Exercise requirements: Print the data exactly as it is given, please.
=-=-=
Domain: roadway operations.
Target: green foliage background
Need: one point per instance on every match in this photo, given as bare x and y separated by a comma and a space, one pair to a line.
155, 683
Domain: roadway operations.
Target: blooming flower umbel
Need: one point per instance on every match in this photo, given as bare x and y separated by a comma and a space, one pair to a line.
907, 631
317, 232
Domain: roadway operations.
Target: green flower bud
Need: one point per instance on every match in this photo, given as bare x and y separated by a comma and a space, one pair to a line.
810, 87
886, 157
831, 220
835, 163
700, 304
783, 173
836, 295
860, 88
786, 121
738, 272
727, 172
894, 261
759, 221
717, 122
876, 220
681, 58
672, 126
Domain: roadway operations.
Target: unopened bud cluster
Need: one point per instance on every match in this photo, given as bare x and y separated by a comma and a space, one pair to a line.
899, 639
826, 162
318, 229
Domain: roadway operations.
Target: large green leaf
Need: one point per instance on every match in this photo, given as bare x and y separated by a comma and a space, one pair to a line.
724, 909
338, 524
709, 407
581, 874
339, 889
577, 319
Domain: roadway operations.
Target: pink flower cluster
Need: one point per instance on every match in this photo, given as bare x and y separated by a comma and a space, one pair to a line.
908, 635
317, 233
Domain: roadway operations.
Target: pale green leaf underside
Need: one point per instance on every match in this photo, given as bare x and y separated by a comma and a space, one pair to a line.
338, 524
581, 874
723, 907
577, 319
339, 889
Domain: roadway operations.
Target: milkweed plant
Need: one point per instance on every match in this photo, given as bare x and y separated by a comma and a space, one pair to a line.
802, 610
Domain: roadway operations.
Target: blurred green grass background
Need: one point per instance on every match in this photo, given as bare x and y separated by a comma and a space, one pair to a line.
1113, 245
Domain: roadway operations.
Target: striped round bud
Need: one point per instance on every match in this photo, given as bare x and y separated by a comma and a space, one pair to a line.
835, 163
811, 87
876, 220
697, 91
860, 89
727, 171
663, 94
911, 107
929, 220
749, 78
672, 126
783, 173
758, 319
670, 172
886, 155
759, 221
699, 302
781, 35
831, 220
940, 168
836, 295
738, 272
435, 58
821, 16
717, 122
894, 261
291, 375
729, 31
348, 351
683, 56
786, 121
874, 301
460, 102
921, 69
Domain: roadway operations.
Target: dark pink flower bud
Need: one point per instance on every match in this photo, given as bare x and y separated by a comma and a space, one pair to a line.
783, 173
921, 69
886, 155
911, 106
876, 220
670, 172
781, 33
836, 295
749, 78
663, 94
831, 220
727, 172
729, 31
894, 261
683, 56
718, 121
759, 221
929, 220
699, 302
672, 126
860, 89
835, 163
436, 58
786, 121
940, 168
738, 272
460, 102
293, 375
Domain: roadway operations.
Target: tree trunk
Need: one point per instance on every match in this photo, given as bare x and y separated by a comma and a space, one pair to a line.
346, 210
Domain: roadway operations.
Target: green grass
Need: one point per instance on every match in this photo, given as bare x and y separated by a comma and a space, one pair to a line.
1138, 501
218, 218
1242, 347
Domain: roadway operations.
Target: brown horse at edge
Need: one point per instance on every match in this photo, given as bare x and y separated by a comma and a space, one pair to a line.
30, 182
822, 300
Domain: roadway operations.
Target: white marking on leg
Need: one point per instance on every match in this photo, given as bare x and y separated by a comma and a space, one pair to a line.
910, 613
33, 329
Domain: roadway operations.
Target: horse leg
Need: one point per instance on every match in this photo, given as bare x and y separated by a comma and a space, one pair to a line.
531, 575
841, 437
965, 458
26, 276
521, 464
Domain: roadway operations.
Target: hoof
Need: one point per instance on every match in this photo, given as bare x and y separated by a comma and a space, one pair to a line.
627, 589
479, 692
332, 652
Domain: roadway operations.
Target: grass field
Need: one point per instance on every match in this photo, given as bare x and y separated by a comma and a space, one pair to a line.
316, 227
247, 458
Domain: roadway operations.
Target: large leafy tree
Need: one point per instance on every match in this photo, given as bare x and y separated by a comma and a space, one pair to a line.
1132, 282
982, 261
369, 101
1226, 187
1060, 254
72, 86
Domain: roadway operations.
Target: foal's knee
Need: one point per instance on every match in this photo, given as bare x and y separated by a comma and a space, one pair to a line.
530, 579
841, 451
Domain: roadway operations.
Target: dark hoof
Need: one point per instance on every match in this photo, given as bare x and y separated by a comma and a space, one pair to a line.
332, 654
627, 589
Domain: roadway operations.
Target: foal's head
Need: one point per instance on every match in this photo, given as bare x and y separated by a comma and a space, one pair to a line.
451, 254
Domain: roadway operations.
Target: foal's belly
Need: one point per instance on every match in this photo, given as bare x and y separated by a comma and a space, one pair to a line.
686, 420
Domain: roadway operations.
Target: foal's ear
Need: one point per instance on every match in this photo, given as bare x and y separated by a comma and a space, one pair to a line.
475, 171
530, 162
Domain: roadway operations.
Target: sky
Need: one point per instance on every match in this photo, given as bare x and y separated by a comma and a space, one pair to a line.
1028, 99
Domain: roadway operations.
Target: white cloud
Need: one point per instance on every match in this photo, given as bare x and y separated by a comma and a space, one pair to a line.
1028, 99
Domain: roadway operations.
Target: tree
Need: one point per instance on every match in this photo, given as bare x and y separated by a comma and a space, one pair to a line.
=-=-=
Response to this exercise:
Domain: roadway operations.
Target: green foliage background
Need: one point per instance on every match in this photo, given as bare x and y separated by a comma and a space, one pair to a line.
155, 683
Domain: roadway operations.
Target: blooming flower umbel
Need: one point per instance on every match in this photo, given as bare x and y separated by a comma and a space, one pair to a line.
907, 631
317, 232
Domain: roadway operations.
Target: green flower bud
Need: one point per instance on every match in this photo, given as bare x and y separated by a comma and a space, one pair to a line.
810, 87
886, 157
831, 220
835, 163
700, 304
783, 173
836, 295
860, 88
786, 121
738, 272
727, 172
894, 261
759, 221
717, 122
876, 220
681, 58
672, 126
Domain: roadway operations.
Target: unopened bud cluster
Need: one point per instance on every match in this photo, given as bare x and y separated by a comma and a space, one pair to a line.
899, 639
826, 162
318, 229
Domain: roadway operations.
Target: large green leaf
Need: one point per instance on every match in this photo, given as bare x and y separated by a comma and a space, one pair to a line.
724, 909
338, 524
709, 407
581, 874
339, 889
577, 319
Domain: roadway operations.
Target: pink flower cluster
Need: one point per instance on every match in this photo, given as bare x and y separated by a comma and a space, one pair to a line.
908, 635
317, 233
Domain: roadway operations.
Target: pale green leaf underside
Need: one point per instance on every match in this photo, given as bare x and y separated by a comma and a space, one pair to a line.
338, 524
581, 874
723, 907
577, 319
339, 889
Domain: roadway operations.
Target: milkweed plant
Need: one point per instance on every match in this photo, given as bare x and y separated by a comma and a space, one pair to a line.
802, 610
Domain: roadway operations.
Target: blurred green grass background
Need: one point per instance on every match in this photo, given as bare x and y separated by a comma and a space, one pair to a line.
1113, 245
Domain: roadway operations.
Target: striped round bud
Need: one point per instance on every match in this photo, given as bare x and y separated by a comma and a space, one pair to a line.
835, 163
811, 87
876, 220
697, 91
860, 89
727, 171
663, 94
911, 107
929, 220
749, 78
672, 126
783, 173
758, 319
670, 172
886, 155
759, 221
699, 302
781, 35
831, 220
940, 168
836, 295
738, 272
435, 58
821, 16
717, 122
894, 261
291, 375
729, 31
348, 351
683, 56
786, 121
874, 301
460, 102
921, 69
Domain: roadway operations.
Target: dark pink flower bud
Need: one point per instance on every match in this photo, given as bare x and y separated by a comma and a space, one pair to a line.
783, 173
921, 69
886, 155
911, 106
876, 220
670, 172
781, 33
836, 295
749, 78
663, 94
831, 220
727, 172
729, 31
894, 261
683, 56
718, 121
759, 221
929, 220
699, 302
672, 126
860, 89
835, 163
436, 58
786, 121
940, 168
738, 272
460, 102
293, 375
Domain: roadway operations.
Target: tree trunk
Need: one point per instance on every match in this photo, given as bare x and y separated by a comma and a space, one pair to a line.
346, 210
Domain: roadway operations.
Target: green grass
Need: one point per instance on every match in this photo, given as bare x and y separated by a comma and a space, one pair to a line.
1138, 501
218, 218
1242, 347
Domain: roadway operations.
Target: brown horse at edge
Need: one point per instance on every match in this photo, given as bare x and y separated by a comma and a space, one pair to a line.
30, 182
822, 300
Domain: roadway operations.
Target: white marking on leg
Need: one point per instance on every match in this photo, given as bare x and y separated by a comma and a space, one pair to a line.
910, 613
33, 329
Domain: roadway operations.
Target: horse leg
Need: one point per instance on every match in this photo, given as bare x and y separated by a comma and a space, one pair to a line.
531, 575
841, 437
965, 458
26, 276
521, 464
Domain: roadway operations.
Target: hoof
Need: one point per instance on every match in this photo, given as bare x and y separated by a comma and a space, one pair to a line.
627, 589
479, 692
332, 652
Domain: roadway operations.
Target: grass field
Need: one point per instance on every match in this photo, given as bare x and y separated by a comma and a space, one pair to a line.
316, 227
247, 458
Domain: roadway operations.
Target: large leafy tree
Need: one point per instance on every match in this photo, given as bare x and y separated by a comma and a space, one pair to a line.
1132, 282
982, 261
369, 101
1226, 187
1060, 254
72, 86
Domain: roadway operations.
Target: foal's knee
Need: one point per instance on every match in this photo, given as bare x and y separated by a comma and a space, one pair to a line.
530, 579
841, 451
Domain: roadway operations.
Target: dark hoof
Need: one point per instance on every match in this photo, given as bare x and y separated by a comma and a space, one pair to a line.
332, 654
627, 589
Domain: roadway operations.
Target: foal's head
Need: one point per instance on every match in this photo, given as bare x and y separated by a comma and a space, one pair to a line.
451, 254
Domain: roadway operations.
Target: foal's belly
Need: one point per instance on every match in this photo, given as bare x and y separated by a comma and a space, one pair to a line.
686, 420
Domain: roadway operations.
Target: foal's ear
Need: one point per instance on every match in this photo, given as bare x and y separated by a comma and a space, one pair to a line.
475, 171
530, 162
Domain: roadway operations.
Target: sky
Need: one point per instance on every match in this photo, given as bare x and y separated by a comma and a space, one pair to a line.
1028, 99
Domain: roadway operations.
Target: white cloud
Need: one point per instance on every match in this photo, given as bare x and y separated by a comma and a space, one pair to a line.
1028, 99
Domain: roadway operations.
Target: tree
Need: one point per instance on every match in this photo, given as bare x and y separated by a comma and a space, one pair to a line.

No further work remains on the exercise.